### PROBLEM TO SOLVE:
Pull out every line of the records below that contains the word "groom" and copy each one in full.

[A run of records]
──────────
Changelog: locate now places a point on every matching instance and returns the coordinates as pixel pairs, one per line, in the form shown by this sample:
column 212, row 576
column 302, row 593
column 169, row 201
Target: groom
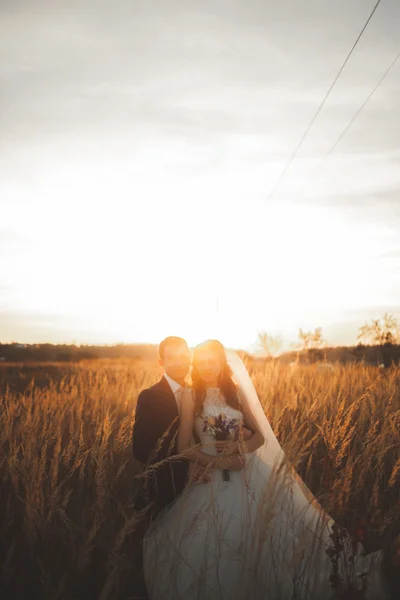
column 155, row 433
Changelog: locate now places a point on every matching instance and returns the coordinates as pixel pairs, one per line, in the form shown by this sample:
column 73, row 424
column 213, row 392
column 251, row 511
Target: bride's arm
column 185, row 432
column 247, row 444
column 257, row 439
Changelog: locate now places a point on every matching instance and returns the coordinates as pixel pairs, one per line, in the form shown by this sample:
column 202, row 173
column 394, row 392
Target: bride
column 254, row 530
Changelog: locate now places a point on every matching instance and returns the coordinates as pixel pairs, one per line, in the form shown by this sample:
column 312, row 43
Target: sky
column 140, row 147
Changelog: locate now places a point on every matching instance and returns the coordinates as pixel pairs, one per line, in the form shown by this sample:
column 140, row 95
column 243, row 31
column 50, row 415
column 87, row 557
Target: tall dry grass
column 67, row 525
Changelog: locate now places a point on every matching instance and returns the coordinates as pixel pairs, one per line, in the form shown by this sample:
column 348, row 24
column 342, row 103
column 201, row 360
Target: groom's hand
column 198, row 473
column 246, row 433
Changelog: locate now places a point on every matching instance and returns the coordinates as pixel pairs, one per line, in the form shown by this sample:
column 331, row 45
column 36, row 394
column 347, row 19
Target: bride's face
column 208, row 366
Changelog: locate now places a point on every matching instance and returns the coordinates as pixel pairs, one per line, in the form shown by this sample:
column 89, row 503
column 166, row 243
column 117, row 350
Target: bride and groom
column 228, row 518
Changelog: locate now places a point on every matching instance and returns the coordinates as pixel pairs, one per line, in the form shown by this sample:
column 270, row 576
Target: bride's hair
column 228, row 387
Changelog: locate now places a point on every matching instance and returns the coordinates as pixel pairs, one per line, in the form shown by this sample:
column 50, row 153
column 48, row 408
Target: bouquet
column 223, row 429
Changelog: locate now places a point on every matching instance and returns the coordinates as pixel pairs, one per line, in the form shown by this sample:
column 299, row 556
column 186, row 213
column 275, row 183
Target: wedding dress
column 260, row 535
──────────
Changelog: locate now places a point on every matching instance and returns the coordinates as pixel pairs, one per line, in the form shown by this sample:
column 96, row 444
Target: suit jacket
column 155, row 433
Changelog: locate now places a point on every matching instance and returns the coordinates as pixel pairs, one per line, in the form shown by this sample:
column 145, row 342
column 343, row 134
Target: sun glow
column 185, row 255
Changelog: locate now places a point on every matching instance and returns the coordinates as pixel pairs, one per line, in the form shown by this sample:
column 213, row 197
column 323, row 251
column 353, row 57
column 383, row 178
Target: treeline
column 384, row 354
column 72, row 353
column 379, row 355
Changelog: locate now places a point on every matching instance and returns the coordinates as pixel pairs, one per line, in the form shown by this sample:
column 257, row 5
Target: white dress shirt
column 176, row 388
──────────
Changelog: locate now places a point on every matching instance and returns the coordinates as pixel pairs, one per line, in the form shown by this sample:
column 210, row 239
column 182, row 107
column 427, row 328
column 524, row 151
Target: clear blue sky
──────────
### EXERCISE ANSWER:
Target: groom
Target: groom's hand
Target: bride and groom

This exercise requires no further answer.